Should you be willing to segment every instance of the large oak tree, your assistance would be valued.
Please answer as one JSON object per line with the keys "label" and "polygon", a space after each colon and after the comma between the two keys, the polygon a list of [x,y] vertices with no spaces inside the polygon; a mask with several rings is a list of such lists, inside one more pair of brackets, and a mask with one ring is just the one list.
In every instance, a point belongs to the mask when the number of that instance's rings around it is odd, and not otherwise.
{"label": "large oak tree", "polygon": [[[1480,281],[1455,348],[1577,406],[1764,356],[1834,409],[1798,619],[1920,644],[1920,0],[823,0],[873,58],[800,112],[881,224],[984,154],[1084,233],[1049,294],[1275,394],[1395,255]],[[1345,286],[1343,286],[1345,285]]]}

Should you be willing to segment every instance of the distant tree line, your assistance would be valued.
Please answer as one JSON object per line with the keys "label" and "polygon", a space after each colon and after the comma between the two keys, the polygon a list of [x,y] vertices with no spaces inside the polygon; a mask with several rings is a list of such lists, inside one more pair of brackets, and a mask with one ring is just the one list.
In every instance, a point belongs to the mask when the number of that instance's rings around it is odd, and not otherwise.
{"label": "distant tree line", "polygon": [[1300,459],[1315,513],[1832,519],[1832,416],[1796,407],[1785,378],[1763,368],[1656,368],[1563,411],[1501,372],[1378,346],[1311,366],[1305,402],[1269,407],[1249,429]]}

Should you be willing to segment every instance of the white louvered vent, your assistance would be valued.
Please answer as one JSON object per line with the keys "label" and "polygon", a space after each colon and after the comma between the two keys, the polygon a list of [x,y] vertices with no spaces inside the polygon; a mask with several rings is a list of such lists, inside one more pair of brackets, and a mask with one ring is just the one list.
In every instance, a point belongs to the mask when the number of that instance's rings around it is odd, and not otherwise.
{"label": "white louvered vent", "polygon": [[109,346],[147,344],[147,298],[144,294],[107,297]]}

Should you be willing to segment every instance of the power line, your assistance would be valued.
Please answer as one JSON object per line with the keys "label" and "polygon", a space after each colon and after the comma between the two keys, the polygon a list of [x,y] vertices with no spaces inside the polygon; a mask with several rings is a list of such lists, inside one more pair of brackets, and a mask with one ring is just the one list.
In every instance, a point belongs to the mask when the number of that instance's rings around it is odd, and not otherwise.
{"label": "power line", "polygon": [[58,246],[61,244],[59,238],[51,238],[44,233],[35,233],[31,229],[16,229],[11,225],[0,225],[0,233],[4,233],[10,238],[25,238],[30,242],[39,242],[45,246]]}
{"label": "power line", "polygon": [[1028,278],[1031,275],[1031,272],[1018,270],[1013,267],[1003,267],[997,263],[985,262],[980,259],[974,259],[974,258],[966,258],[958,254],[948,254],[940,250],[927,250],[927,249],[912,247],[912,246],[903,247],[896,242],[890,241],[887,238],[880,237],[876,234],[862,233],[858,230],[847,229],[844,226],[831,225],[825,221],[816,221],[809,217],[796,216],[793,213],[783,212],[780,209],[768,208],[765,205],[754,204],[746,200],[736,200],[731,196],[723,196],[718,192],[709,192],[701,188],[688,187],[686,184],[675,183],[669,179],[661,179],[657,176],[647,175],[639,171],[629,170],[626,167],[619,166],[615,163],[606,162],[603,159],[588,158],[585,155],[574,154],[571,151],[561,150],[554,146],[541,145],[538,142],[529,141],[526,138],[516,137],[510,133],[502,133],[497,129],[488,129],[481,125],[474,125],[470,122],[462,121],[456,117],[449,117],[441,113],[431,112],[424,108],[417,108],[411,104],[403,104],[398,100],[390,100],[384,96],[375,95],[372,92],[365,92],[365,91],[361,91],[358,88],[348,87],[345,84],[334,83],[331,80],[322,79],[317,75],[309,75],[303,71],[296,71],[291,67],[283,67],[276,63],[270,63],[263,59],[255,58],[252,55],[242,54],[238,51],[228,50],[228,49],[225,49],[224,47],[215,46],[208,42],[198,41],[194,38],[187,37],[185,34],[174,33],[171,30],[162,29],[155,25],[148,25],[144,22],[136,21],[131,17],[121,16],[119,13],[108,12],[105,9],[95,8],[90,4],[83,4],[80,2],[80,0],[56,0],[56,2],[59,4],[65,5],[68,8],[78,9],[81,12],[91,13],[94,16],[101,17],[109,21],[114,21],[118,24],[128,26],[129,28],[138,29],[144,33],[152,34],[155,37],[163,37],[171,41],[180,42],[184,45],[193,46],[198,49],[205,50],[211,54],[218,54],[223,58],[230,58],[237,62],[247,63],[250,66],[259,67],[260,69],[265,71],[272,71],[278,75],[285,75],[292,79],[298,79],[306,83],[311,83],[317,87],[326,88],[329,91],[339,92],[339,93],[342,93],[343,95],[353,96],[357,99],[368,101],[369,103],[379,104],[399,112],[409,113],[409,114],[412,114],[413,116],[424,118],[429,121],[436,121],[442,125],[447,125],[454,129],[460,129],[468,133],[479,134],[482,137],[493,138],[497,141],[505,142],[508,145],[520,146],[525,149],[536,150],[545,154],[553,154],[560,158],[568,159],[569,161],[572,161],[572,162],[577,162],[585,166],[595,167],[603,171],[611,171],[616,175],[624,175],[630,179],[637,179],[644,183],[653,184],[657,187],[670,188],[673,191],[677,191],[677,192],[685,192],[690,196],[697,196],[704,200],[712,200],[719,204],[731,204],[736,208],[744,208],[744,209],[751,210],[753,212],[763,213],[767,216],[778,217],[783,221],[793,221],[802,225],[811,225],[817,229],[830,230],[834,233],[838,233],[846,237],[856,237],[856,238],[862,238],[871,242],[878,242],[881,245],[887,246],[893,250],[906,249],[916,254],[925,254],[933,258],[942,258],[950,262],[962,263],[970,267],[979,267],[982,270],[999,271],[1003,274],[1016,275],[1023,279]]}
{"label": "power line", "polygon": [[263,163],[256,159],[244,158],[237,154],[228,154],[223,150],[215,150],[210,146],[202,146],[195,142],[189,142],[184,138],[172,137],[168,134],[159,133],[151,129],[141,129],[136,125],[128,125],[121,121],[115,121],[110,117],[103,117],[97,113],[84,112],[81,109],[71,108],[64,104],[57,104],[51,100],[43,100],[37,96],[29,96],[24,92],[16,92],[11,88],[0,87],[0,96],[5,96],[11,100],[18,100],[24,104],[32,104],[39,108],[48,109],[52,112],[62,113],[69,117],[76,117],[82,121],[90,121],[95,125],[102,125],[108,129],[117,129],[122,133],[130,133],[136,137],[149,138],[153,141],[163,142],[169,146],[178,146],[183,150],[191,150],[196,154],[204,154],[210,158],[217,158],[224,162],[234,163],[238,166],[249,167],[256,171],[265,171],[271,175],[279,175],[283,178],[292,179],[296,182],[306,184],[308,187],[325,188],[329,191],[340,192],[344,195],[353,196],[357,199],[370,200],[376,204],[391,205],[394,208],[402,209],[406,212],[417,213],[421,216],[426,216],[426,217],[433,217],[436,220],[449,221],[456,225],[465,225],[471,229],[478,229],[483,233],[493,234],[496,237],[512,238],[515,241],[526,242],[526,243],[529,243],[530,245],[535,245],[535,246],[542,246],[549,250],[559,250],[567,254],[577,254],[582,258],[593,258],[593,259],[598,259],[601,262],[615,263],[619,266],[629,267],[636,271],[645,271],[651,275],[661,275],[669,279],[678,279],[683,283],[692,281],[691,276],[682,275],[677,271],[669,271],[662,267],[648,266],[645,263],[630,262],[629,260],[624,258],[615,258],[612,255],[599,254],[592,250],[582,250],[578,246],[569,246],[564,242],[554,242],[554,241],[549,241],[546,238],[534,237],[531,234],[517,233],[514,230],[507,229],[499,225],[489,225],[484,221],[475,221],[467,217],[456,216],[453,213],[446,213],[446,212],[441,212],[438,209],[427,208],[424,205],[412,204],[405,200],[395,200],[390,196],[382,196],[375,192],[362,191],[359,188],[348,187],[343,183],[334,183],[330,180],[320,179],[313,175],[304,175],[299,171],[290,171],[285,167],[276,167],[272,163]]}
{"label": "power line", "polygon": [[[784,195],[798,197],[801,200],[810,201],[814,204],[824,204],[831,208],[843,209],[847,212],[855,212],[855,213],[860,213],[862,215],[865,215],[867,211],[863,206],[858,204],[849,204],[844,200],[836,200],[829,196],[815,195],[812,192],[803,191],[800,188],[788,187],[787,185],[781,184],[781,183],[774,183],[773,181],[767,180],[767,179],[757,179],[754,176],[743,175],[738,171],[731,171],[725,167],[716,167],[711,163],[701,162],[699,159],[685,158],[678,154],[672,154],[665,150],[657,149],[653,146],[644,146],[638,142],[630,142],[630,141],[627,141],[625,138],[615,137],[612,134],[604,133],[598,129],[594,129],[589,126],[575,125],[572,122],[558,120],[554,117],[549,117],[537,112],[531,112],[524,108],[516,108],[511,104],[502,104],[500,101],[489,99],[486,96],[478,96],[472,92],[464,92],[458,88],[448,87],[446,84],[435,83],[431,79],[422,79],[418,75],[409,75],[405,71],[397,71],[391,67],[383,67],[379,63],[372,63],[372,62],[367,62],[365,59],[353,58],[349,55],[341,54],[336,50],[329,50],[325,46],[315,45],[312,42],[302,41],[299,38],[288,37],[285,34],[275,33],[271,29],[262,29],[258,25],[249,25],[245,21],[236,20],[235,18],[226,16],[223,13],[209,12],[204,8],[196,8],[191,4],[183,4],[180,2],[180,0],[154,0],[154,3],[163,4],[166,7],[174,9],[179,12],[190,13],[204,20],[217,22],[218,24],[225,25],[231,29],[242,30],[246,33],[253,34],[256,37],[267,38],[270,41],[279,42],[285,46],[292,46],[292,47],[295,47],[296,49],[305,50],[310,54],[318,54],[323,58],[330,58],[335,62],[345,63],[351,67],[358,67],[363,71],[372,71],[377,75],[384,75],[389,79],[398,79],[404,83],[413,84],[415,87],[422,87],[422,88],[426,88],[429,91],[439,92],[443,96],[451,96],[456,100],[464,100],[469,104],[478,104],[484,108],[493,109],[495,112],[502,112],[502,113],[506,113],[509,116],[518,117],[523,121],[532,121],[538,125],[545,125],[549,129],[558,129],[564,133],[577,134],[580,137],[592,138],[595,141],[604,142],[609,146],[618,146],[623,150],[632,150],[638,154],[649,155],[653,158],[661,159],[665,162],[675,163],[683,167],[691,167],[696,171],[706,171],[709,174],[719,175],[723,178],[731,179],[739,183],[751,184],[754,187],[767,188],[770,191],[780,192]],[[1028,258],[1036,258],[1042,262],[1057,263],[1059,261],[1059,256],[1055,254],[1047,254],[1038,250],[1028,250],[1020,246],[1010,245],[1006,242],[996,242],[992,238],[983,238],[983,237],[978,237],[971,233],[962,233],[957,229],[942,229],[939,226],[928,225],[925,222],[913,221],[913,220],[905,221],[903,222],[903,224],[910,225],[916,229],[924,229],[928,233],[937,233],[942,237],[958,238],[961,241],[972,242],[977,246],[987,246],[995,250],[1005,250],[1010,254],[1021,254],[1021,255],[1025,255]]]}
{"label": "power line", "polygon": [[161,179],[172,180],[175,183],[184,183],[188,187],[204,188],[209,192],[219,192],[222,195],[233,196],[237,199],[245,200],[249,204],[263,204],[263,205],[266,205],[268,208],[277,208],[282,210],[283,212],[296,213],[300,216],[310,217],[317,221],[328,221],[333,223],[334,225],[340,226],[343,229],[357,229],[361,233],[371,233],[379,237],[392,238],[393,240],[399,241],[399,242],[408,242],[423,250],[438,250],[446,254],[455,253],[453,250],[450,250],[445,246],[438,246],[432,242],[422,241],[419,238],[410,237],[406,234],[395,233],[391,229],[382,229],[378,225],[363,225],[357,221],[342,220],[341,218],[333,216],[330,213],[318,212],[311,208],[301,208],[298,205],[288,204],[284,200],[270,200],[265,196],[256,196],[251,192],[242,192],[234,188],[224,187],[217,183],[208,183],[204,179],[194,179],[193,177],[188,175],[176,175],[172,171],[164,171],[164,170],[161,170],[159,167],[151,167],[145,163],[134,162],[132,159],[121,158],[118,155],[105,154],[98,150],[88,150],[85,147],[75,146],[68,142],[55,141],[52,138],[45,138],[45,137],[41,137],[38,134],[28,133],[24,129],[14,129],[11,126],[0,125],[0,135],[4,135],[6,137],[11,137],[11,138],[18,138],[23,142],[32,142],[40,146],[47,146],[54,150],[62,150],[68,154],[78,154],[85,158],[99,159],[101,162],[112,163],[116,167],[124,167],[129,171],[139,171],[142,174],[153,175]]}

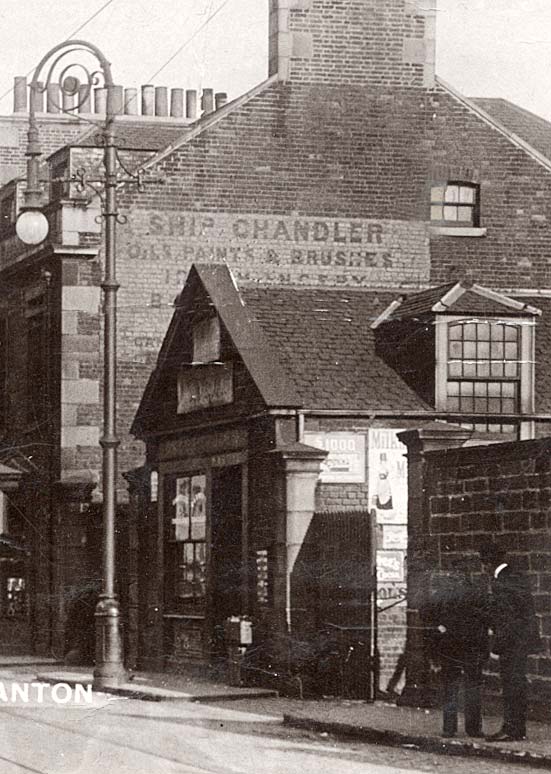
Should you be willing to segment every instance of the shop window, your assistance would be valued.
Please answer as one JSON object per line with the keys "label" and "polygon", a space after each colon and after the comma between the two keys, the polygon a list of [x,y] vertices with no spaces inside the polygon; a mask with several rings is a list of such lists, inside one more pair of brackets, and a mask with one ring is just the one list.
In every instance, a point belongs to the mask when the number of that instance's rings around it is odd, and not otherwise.
{"label": "shop window", "polygon": [[480,188],[472,183],[447,182],[431,187],[432,223],[455,227],[480,225]]}
{"label": "shop window", "polygon": [[202,606],[206,593],[206,479],[172,479],[167,601],[175,608]]}
{"label": "shop window", "polygon": [[476,319],[442,327],[437,408],[470,415],[461,424],[474,430],[518,437],[522,414],[533,410],[533,323]]}
{"label": "shop window", "polygon": [[8,618],[24,618],[27,614],[25,578],[6,578],[4,612]]}

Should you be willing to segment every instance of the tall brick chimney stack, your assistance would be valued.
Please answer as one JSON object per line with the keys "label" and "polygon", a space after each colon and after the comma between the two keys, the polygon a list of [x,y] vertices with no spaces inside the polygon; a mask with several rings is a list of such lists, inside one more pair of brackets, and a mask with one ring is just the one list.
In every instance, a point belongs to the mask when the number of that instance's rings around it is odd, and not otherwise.
{"label": "tall brick chimney stack", "polygon": [[270,0],[270,75],[328,85],[431,88],[436,3]]}

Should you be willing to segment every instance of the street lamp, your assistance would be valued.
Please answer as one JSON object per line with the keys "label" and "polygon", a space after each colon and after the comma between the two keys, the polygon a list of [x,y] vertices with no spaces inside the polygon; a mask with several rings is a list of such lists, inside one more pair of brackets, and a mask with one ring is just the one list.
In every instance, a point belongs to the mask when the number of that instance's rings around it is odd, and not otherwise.
{"label": "street lamp", "polygon": [[[83,64],[65,64],[65,57],[84,53],[91,55],[99,70],[89,71]],[[95,65],[97,66],[97,65]],[[105,269],[102,282],[104,314],[104,393],[103,393],[103,436],[100,440],[103,457],[103,556],[102,556],[102,592],[96,608],[96,667],[94,686],[105,688],[124,682],[125,670],[122,657],[120,634],[119,602],[115,595],[115,510],[117,448],[119,439],[116,434],[116,337],[117,337],[117,290],[116,281],[116,242],[117,224],[117,153],[114,135],[114,83],[111,65],[102,52],[91,43],[83,40],[69,40],[52,48],[37,66],[30,84],[31,98],[29,106],[29,130],[27,144],[27,187],[23,213],[16,223],[20,239],[27,244],[40,244],[48,235],[48,221],[41,212],[42,193],[39,180],[39,158],[41,155],[39,130],[35,114],[35,95],[43,93],[52,83],[54,72],[61,67],[59,83],[62,94],[76,97],[74,107],[67,109],[59,106],[63,112],[78,110],[89,98],[93,86],[103,80],[106,89],[106,115],[101,127],[104,146],[103,164],[105,173],[103,185],[103,217],[105,219]],[[70,75],[77,69],[85,79]],[[42,81],[41,75],[46,77]],[[86,184],[84,176],[81,183]]]}

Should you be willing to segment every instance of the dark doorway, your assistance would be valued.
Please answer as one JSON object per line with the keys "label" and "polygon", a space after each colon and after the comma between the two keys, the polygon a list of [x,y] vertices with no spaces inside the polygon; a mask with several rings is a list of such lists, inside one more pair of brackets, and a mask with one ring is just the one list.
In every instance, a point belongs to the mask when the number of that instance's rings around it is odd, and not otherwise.
{"label": "dark doorway", "polygon": [[374,697],[376,582],[366,512],[315,513],[292,573],[293,607],[312,693]]}
{"label": "dark doorway", "polygon": [[224,621],[243,612],[243,519],[239,465],[213,471],[211,502],[212,654],[222,656],[226,655]]}

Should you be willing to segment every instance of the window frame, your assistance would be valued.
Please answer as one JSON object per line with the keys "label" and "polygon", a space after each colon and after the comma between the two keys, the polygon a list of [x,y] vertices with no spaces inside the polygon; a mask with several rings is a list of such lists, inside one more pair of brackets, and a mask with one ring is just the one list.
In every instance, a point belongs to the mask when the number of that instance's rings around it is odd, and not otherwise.
{"label": "window frame", "polygon": [[[202,522],[202,532],[200,537],[193,532],[193,486],[199,486],[202,481],[203,495],[203,519],[198,519],[195,523]],[[166,612],[169,614],[188,614],[204,615],[207,606],[207,573],[208,573],[208,484],[206,471],[181,471],[170,473],[163,477],[163,499],[165,503],[164,521],[165,521],[165,569],[164,569],[164,601]],[[178,505],[176,498],[181,492],[179,482],[187,481],[187,516],[178,516]],[[187,535],[185,526],[187,522]],[[184,527],[180,535],[179,528]],[[193,559],[189,558],[189,547]],[[201,555],[200,568],[197,565],[197,555]],[[182,586],[188,583],[189,574],[187,567],[193,568],[193,577],[191,586],[194,591],[191,594],[180,594],[179,584]],[[202,568],[202,569],[201,569]],[[196,578],[197,573],[197,578]],[[201,584],[201,593],[195,593],[197,583]]]}
{"label": "window frame", "polygon": [[[518,414],[467,414],[464,412],[454,412],[449,409],[448,404],[448,382],[454,381],[474,381],[485,382],[490,381],[514,381],[511,378],[497,377],[458,377],[450,378],[448,376],[448,343],[449,343],[449,328],[451,325],[458,323],[469,322],[499,322],[506,325],[514,325],[519,328],[519,396],[518,396]],[[496,418],[495,422],[486,420],[491,424],[517,424],[519,425],[519,437],[521,439],[534,437],[534,423],[531,420],[522,419],[523,415],[532,414],[535,410],[535,338],[536,338],[536,320],[533,317],[508,317],[506,315],[499,317],[474,317],[473,315],[447,315],[439,314],[435,317],[435,361],[436,361],[436,373],[435,373],[435,408],[437,411],[451,414],[452,416],[465,416],[469,417],[492,417]],[[506,420],[498,421],[499,417],[514,416],[514,422],[507,422]],[[473,424],[476,420],[473,419]]]}
{"label": "window frame", "polygon": [[[458,201],[446,202],[446,191],[448,188],[452,186],[457,186],[459,188]],[[444,189],[442,200],[433,198],[433,191],[436,188]],[[473,191],[474,201],[472,203],[460,201],[462,188]],[[433,207],[442,207],[442,215],[444,215],[444,210],[446,207],[455,208],[458,214],[461,209],[469,210],[471,212],[472,217],[469,220],[459,220],[459,218],[457,218],[456,220],[450,220],[445,217],[433,218],[432,217]],[[440,226],[440,227],[447,227],[447,228],[454,228],[454,229],[455,228],[457,229],[480,228],[480,185],[478,183],[473,183],[472,181],[469,181],[469,180],[457,180],[457,179],[433,180],[430,184],[429,223],[431,224],[431,226]]]}

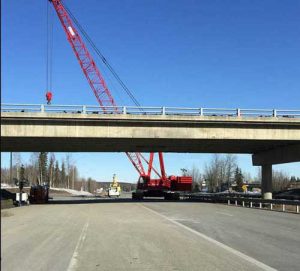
════════
> **TASK INSTRUCTIONS**: Restate word for word the lines in the material above from the one with "Should you be willing to segment every instance of the white" to the one with "Should you be willing to segment every instance of the power"; both of those lines count, and nothing else does.

> **RESPONSE AREA**:
Should you be willing to segment every instance of the white louvered vent, your assistance would be valued.
Please answer as one JSON object per line with the keys "label" and "polygon", a space after each colon and after the comma between the two keys, the polygon a list of [x,y] vertices with no spaces inside the polygon; a mask with several rings is a list of such lists, inside one more pair of brackets, and a mask with one ring is just the one list.
In every instance, a point belongs to the mask when the number of that instance's rings around it is odd, and not otherwise.
{"label": "white louvered vent", "polygon": [[109,346],[147,344],[147,298],[144,294],[107,297]]}

Should you be willing to segment every instance of the power line, your assistance would be valued.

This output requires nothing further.